R/imp_raven.R
In Rraven: Connecting R and 'Raven' Sound Analysis Software

Documented in imp_raven

#' Import 'Raven' selections
#'
#' \code{imp_raven} imports several 'Raven' selection files simultaneously. Files must be in '.txt' format.
#' @usage imp_raven(path = NULL, warbler.format = FALSE,  all.data = FALSE, files = NULL,
#' only.spectro.view = TRUE, recursive = FALSE, name.from.file = FALSE,
#' ext.case = NULL, freq.cols = TRUE, waveform = FALSE, parallel = 1, pb = TRUE,
#' unread = FALSE, rm.dup = FALSE,  sound.file.col = NULL)
#' @param path A character string indicating the path of the directory in which to look for the 'Raven' selection (text) files.
#' If not provided (default) the function searches into the current working directory.
#' @param warbler.format Logical. If \code{TRUE} columns are renamed using the standard names for a selection table as in the package 'warbleR', frequency limit columns (high and low frequency) in 'Hz' are converted to 'kHz' (as in warbleR selection tables) and only the spectrogram view measurements are kept. Default is \code{FALSE}.

EXERCISE REQUIREMENTS:
[1] Answer these questions using the imp_raven documentation:
(a) In what format must the selection files be?
(b) Where does the function search if no path is provided?
(c) When warbler.format is TRUE, what unit are the frequency limit columns converted to?
[2] Transcribe the imp_raven documentation from "Documented in imp_raven" to "sound.file.col = NULL)".
[3] Pick up the imp_raven documentation after its last line and continue it.

A block of data
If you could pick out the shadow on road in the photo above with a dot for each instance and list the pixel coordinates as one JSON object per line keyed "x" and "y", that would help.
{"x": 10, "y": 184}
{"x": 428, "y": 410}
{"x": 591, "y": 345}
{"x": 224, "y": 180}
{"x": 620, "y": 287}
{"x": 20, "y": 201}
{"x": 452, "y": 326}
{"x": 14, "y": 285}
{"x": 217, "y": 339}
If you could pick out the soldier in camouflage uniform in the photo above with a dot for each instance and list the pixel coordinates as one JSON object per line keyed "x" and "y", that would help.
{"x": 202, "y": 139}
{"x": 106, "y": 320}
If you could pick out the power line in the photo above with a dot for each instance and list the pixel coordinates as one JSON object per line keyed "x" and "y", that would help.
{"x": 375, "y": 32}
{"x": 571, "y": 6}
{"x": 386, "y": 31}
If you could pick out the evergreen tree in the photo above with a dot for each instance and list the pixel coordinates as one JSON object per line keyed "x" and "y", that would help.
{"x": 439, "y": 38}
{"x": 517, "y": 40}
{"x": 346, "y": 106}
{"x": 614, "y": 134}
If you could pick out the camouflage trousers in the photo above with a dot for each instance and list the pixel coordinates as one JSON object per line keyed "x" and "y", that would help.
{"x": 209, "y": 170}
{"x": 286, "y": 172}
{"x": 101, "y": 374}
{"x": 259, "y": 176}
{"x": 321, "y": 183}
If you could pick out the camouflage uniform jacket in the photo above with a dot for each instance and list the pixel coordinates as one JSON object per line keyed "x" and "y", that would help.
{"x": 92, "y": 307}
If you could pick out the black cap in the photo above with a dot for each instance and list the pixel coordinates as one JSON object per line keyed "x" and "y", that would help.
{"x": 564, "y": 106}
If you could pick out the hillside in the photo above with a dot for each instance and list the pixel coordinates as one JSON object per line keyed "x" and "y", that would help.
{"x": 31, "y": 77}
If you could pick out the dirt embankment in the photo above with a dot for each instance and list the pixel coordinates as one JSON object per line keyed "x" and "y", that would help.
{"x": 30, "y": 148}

WRITTEN RESPONSES:
[1]
(a) '.txt' format
(b) The current working directory
(c) 'kHz'

[2]
Documented in imp_raven

#' Import 'Raven' selections
#'
#' \code{imp_raven} imports several 'Raven' selection files simultaneously. Files must be in '.txt' format.
#' @usage imp_raven(path = NULL, warbler.format = FALSE,  all.data = FALSE, files = NULL,
#' only.spectro.view = TRUE, recursive = FALSE, name.from.file = FALSE,
#' ext.case = NULL, freq.cols = TRUE, waveform = FALSE, parallel = 1, pb = TRUE,
#' unread = FALSE, rm.dup = FALSE,  sound.file.col = NULL)

[3]
#' @param all.data Logical. If \code{TRUE} all columns in the selection files are returned,
#' keeping the name columns as in the 'Raven' files. Default is \code{FALSE}. Columns absent in some selection files will
#' be filled with NA's. This argument WILL BE DEPRECATED as it is being replaced by 'warbler.format'.
#' @param files Character vector indicating the name of selection files (in .txt format) to be imported. Optional. Default is \code{NULL}.
#' @param only.spectro.view Logical. If \code{TRUE} (default) only the measurements in the Raven spectrogram view ('View' column) are returned. Ignored if \code{warbler.format == TRUE} (only spectrogram view measurements are kept).
#' @param recursive Logical. If \code{TRUE} the listing recurses into sub-directories.
#' @param name.from.file Logical. If \code{TRUE} the sound file names are extracted from the selection text file name.
#' It assumes that selections files contained the suffix "Table.1.selections.txt", "selections.txt" or ".txt" (in that order).
#' Note that by default it will assume that the extension file name is ".wav". This can be control using the
#' argument 'ext.case'. Default is \code{FALSE}). Ignored if sound.file.col' is provided and/or all.data is \code{TRUE}). Note that
#' the time information for selection tables with multiple sound files won't be corrected if \code{name.from.file = TRUE}.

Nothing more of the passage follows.